▶ [ARTICLE]
________________

Block I/O benefits from batching just as much as remote file systems.
Extent struct swap_iocb to support building a bio on the fly as well,
and rewrite the block based swap code for it.  This especially benefits
submit_bio based drivers that do not have the block plugging available,
but also saves allocating extra bios for blk-mq drivers.

Signed-off-by: Christoph Hellwig <hch@lst.de>
---
 mm/page_io.c  | 506 +++++++++++++++++++++++---------------------------
 mm/swap.h     |   1 +
 mm/swapfile.c |   9 +-
 3 files changed, 235 insertions(+), 281 deletions(-)

diff --git a/mm/page_io.c b/mm/page_io.c
index a78efc9909c8..bbd8cf47d20d 100644
--- a/mm/page_io.c
+++ b/mm/page_io.c
@@ -27,54 +27,6 @@
 #include <linux/zswap.h>
 #include "swap.h"
 
-static void __end_swap_bio_write(struct bio *bio)
-{
-	struct folio *folio = bio_first_folio_all(bio);
-
-	if (bio->bi_status) {
-		/*
-		 * We failed to write the page out to swap-space.
-		 * Re-dirty the page in order to avoid it being reclaimed.
-		 * Also print a dire warning that things will go BAD (tm)
-		 * very quickly.
-		 *
-		 * Also clear PG_reclaim to avoid folio_rotate_reclaimable()
-		 */
-		folio_mark_dirty(folio);
-		pr_alert_ratelimited("Write-error on swap-device (%u:%u:%llu)\n",
-				     MAJOR(bio_dev(bio)), MINOR(bio_dev(bio)),
-				     (unsigned long long)bio->bi_iter.bi_sector);
-		folio_clear_reclaim(folio);
-	}
-	folio_end_writeback(folio);
-}
-
-static void end_swap_bio_write(struct bio *bio)
-{
-	__end_swap_bio_write(bio);
-	bio_put(bio);
-}
-
-static void __end_swap_bio_read(struct bio *bio)

________________

▶ [RECORDS PROVIDED]
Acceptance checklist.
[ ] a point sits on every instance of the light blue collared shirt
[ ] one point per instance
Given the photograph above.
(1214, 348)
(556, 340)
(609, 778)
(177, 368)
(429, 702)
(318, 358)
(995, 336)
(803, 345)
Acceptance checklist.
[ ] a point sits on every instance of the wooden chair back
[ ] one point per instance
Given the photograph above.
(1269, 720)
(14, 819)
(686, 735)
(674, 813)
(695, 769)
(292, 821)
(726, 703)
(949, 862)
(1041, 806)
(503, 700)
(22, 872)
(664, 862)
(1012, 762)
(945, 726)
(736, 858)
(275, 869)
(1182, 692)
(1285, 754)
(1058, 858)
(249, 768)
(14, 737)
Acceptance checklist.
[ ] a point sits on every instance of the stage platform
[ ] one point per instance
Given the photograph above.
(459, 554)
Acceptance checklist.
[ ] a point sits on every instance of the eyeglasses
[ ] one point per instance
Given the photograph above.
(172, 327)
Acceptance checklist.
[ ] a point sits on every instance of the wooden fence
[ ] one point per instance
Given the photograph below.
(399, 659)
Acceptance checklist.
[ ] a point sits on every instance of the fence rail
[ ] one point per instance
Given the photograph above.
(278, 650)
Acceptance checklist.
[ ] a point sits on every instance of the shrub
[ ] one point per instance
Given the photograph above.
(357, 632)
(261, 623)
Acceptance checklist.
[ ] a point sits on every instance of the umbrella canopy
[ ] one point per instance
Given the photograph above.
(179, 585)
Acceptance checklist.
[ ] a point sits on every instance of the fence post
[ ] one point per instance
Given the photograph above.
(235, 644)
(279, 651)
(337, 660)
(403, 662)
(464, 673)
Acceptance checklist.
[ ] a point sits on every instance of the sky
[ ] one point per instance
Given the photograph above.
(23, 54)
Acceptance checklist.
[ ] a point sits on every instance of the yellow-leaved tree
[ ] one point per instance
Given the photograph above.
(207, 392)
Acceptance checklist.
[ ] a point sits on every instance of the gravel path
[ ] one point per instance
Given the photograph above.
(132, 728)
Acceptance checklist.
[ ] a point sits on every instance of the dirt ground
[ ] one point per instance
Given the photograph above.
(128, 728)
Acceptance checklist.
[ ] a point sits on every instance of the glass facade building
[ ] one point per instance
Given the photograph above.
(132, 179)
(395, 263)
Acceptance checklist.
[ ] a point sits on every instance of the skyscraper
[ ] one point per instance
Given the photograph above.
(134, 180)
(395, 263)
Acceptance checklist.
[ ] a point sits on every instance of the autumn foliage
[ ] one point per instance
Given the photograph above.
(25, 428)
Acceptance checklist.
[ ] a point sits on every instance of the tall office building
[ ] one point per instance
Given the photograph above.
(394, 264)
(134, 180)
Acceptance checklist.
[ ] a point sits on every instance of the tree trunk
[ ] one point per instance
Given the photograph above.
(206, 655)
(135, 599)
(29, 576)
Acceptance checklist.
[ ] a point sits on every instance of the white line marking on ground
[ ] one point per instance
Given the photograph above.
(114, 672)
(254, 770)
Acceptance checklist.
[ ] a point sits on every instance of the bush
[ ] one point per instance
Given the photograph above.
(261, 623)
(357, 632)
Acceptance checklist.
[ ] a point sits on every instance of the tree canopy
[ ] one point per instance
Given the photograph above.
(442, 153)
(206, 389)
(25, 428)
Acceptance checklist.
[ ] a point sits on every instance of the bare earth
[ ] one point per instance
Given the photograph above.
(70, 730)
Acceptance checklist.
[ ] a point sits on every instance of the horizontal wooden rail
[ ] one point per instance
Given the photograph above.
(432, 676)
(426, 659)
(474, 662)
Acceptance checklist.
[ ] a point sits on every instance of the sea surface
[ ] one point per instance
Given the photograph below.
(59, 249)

________________

▶ [WHAT THE TASK REQUIRES] Extend the swap I/O patch beyond the point where it stops. The records come from a separate source.

▶ [ANSWER TO THIS PROBLEM]
-{
-	struct folio *folio = bio_first_folio_all(bio);
-
-	if (bio->bi_status) {
-		pr_alert_ratelimited("Read-error on swap-device (%u:%u:%llu)\n",
-				     MAJOR(bio_dev(bio)), MINOR(bio_dev(bio)),
-				     (unsigned long long)bio->bi_iter.bi_sector);
-	} else {
-		folio_mark_uptodate(folio);
-	}
-	folio_unlock(folio);
-}
-
-static void end_swap_bio_read(struct bio *bio)
-{
-	__end_swap_bio_read(bio);
-	bio_put(bio);
-}
-
 int generic_swapfile_activate(struct swap_info_struct *sis,
 				struct file *swap_file,
 				sector_t *span)
@@ -325,9 +277,12 @@ static void bio_associate_blkg_from_page(struct bio *bio, struct folio *folio)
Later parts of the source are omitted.